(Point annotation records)

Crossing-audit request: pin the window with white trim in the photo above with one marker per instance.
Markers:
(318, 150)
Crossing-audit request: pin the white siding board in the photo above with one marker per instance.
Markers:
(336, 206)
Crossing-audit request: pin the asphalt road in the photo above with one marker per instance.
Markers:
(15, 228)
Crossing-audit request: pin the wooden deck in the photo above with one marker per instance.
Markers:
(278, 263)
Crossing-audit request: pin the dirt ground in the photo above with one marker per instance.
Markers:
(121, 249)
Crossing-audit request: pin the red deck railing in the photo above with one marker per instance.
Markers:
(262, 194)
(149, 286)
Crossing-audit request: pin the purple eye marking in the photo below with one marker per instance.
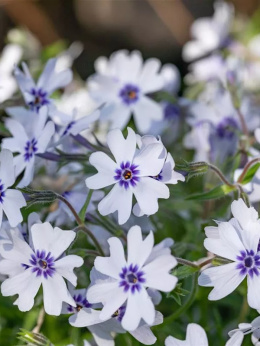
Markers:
(68, 128)
(81, 303)
(2, 192)
(42, 264)
(227, 128)
(30, 148)
(40, 99)
(249, 263)
(119, 314)
(127, 174)
(129, 94)
(132, 278)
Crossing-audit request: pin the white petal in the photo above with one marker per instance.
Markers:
(112, 300)
(122, 149)
(150, 160)
(106, 171)
(55, 240)
(147, 192)
(45, 137)
(236, 339)
(20, 252)
(54, 293)
(28, 172)
(157, 273)
(253, 291)
(139, 305)
(7, 168)
(144, 334)
(119, 199)
(171, 341)
(12, 203)
(145, 112)
(84, 122)
(196, 335)
(138, 250)
(65, 267)
(26, 285)
(112, 266)
(225, 280)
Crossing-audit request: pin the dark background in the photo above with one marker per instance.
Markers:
(155, 27)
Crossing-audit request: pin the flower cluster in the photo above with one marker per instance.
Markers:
(91, 197)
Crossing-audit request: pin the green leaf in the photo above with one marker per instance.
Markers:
(217, 192)
(183, 272)
(250, 174)
(33, 339)
(83, 210)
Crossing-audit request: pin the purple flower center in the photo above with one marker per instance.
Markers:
(249, 263)
(119, 314)
(132, 278)
(81, 303)
(129, 94)
(171, 111)
(40, 99)
(68, 128)
(127, 174)
(30, 148)
(42, 264)
(2, 192)
(227, 128)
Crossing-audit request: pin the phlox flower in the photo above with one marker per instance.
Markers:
(167, 174)
(129, 279)
(122, 84)
(38, 94)
(130, 174)
(11, 200)
(216, 126)
(238, 242)
(209, 33)
(249, 328)
(87, 315)
(28, 142)
(196, 336)
(42, 263)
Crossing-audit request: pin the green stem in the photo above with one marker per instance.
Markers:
(188, 302)
(186, 262)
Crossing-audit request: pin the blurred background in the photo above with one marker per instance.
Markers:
(155, 27)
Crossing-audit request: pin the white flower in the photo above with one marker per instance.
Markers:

**Written request**
Quote each line of the listing exactly, but leave the pictures out.

**Result of this exercise**
Crossing-audit request: pin the window with white trim in the photo above with one marker per instance.
Markers:
(318, 150)
Crossing-audit request: pin the white siding board in the photo above with one marker per instance.
Markers:
(336, 206)
Crossing-audit request: pin the asphalt road in the photo above with one marker per instance.
Markers:
(15, 228)
Crossing-audit request: pin the wooden deck in the photo above with one marker per instance.
Markers:
(278, 263)
Crossing-audit request: pin the dirt ground in the photo above with one marker per instance.
Markers:
(121, 249)
Crossing-audit request: pin the red deck railing in the photo above with one marker per instance.
Markers:
(262, 194)
(149, 286)
Crossing-audit request: pin the purple eye marking in the photo below with one marker per instance.
Markers:
(68, 128)
(81, 303)
(2, 192)
(42, 264)
(227, 128)
(30, 148)
(40, 99)
(249, 263)
(119, 314)
(127, 174)
(129, 94)
(132, 278)
Crossing-audit request: pin the white petal in the photo above with one marker per instance.
Markers:
(112, 300)
(122, 149)
(150, 160)
(106, 171)
(55, 240)
(147, 192)
(45, 137)
(236, 339)
(20, 252)
(54, 293)
(28, 172)
(157, 273)
(253, 291)
(139, 305)
(7, 168)
(144, 334)
(119, 199)
(171, 341)
(12, 203)
(145, 112)
(84, 122)
(196, 335)
(138, 250)
(65, 267)
(26, 285)
(112, 266)
(225, 280)
Crossing-audit request: pin the dark background in the photo above with one marker per instance.
Markers:
(155, 27)
Crossing-audit request: pin the flower cluster in the photo above with one marker per instance.
Markers:
(91, 197)
Crossing-audit request: pin the green leaf in the photo above with one marker per instance.
Markers:
(217, 192)
(183, 272)
(250, 174)
(33, 339)
(83, 210)
Crossing-audit request: pin the purple flower center in the photo above with one marker per instance.
Markers:
(249, 263)
(119, 314)
(132, 278)
(81, 303)
(129, 94)
(171, 111)
(40, 99)
(68, 128)
(127, 174)
(30, 148)
(42, 264)
(2, 192)
(227, 128)
Crossing-audit request: pin the phlox flower in the photo above with one marker per instance.
Markers:
(167, 174)
(129, 279)
(122, 84)
(38, 94)
(130, 174)
(11, 200)
(216, 126)
(238, 242)
(209, 33)
(249, 328)
(87, 315)
(28, 142)
(196, 336)
(42, 263)
Crossing-audit request: pin the green stem in the photo above with one marker per instance.
Markers:
(188, 302)
(186, 262)
Crossing-audit request: pin the blurred background in the photo above with one marker per instance.
Markers:
(155, 27)
Crossing-audit request: pin the white flower in the photo above with one marker per instance.
Markers:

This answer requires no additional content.